### Your instructions
In the data that follows, find the line containing "The client would like bounding boxes around the center"; then quote that line and every line after it, exactly, through the last one.
──────── Entries supplied ────────
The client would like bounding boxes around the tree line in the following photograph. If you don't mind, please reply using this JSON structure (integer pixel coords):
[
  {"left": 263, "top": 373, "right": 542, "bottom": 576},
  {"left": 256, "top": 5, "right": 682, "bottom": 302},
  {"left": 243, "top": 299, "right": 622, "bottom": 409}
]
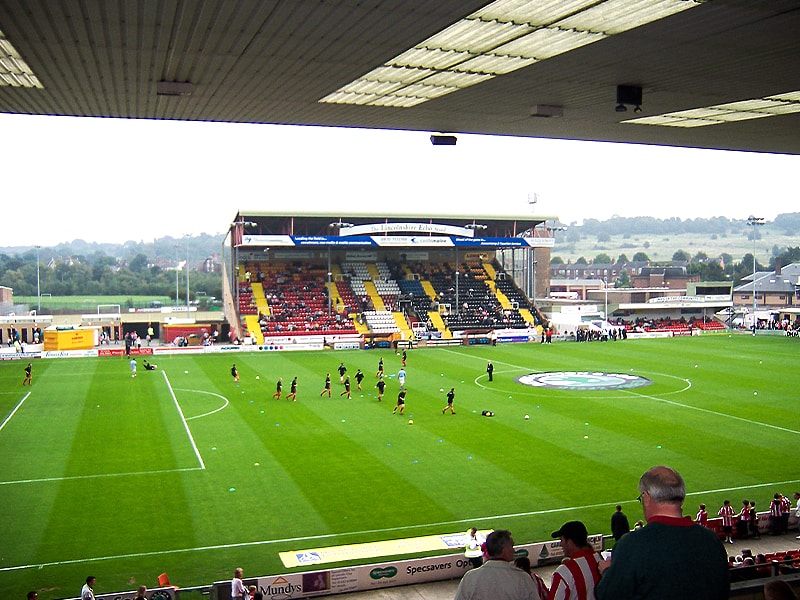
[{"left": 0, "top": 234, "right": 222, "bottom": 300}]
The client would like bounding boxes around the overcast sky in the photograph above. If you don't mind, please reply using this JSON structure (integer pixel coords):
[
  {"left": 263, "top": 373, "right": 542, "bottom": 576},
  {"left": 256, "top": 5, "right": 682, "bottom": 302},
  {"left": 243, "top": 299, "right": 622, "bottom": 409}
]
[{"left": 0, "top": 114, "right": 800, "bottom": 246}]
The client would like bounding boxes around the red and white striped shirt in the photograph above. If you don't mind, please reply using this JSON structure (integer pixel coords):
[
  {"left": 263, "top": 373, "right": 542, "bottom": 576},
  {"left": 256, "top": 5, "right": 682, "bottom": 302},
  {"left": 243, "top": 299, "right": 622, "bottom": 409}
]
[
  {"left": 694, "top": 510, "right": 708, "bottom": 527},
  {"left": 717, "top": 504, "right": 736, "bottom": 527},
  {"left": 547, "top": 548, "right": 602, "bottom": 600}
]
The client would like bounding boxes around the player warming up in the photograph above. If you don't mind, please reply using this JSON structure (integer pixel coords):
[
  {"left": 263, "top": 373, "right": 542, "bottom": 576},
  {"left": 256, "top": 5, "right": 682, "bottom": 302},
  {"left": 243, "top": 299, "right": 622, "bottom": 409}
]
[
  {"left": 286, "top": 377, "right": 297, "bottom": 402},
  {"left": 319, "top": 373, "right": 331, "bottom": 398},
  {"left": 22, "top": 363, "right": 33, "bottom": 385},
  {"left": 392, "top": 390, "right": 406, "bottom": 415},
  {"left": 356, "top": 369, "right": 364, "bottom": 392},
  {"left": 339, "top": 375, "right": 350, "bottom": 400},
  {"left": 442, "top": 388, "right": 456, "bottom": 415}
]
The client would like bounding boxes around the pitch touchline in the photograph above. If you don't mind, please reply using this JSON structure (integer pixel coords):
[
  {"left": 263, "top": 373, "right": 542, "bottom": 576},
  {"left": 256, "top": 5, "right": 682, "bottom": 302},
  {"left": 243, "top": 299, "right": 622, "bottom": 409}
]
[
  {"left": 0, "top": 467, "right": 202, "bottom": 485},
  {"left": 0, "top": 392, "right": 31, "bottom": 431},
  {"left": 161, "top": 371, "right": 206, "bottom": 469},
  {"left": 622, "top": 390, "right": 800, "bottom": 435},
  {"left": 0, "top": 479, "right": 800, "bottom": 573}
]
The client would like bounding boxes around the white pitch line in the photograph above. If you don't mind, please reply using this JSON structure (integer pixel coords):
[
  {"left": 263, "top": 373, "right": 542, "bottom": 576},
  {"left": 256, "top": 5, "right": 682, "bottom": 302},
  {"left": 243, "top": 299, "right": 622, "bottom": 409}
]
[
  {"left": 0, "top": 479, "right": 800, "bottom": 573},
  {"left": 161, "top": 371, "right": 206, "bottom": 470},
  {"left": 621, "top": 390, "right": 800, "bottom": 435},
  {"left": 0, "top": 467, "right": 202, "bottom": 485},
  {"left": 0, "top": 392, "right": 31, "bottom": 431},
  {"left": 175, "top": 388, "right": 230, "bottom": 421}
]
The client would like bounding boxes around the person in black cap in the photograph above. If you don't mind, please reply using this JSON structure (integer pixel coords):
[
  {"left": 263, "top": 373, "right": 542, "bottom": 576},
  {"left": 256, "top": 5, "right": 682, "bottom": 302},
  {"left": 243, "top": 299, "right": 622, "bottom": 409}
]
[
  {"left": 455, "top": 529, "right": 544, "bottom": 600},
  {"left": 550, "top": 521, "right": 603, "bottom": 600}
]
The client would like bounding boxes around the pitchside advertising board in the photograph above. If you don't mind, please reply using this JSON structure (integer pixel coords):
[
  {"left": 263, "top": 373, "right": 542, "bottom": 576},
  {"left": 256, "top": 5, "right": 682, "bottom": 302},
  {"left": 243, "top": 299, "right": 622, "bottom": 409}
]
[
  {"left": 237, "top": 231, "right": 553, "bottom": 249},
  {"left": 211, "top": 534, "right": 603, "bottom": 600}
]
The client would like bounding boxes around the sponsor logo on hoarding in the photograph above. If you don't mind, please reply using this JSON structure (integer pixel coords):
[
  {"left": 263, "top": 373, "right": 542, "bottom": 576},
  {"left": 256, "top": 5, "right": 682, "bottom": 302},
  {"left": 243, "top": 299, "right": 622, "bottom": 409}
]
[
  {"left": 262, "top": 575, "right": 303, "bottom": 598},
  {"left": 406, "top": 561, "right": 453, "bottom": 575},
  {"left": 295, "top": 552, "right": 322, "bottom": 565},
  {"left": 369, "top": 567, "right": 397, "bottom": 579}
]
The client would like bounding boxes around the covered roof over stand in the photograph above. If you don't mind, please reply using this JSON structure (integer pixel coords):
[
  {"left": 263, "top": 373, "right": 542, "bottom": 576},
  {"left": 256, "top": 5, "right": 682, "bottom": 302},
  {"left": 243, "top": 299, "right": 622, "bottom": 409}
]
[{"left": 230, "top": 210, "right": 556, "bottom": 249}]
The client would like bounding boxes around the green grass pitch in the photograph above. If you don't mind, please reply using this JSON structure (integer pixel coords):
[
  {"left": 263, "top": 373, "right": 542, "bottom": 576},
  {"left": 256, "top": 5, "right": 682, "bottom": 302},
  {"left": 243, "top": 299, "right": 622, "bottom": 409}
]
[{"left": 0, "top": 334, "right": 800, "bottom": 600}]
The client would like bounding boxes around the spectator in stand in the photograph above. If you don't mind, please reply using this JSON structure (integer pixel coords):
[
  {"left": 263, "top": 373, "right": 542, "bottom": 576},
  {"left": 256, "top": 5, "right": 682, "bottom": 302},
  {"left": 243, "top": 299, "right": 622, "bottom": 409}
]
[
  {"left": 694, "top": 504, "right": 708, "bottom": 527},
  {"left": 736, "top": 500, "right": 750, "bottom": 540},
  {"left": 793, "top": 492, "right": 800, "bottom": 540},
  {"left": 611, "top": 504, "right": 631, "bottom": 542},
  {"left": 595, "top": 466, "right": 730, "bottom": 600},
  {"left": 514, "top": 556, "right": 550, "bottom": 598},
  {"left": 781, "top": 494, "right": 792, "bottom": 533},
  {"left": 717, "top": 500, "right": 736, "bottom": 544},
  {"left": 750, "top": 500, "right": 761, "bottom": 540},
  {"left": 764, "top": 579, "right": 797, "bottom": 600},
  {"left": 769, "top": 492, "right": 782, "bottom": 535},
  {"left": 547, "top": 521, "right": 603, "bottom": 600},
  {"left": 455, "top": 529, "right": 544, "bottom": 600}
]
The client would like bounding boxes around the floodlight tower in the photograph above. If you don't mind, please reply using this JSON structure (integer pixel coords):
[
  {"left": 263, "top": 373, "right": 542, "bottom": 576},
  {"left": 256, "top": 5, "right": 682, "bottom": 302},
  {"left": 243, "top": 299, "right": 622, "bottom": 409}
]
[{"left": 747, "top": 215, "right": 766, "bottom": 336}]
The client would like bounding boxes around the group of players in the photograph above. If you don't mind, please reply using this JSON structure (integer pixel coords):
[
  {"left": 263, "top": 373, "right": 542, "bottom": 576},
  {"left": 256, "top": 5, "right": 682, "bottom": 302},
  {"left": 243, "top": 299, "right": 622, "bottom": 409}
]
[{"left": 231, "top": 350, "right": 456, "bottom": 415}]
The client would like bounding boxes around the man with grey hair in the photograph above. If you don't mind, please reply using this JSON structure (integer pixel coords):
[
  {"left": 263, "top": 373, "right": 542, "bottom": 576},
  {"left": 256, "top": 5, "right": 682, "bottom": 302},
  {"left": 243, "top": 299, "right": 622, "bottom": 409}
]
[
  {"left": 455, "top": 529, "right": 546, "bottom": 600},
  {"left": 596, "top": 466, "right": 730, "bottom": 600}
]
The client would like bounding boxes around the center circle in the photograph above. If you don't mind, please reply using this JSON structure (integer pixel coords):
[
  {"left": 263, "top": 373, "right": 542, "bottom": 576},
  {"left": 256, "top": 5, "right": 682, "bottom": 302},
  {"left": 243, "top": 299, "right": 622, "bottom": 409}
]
────────
### Task output
The client would like bounding boxes around the center circle in the photograph above. If you don't mind, please reply using this JSON structure (integer pixel coords):
[
  {"left": 263, "top": 373, "right": 542, "bottom": 576},
  {"left": 256, "top": 5, "right": 682, "bottom": 302},
  {"left": 243, "top": 299, "right": 622, "bottom": 409}
]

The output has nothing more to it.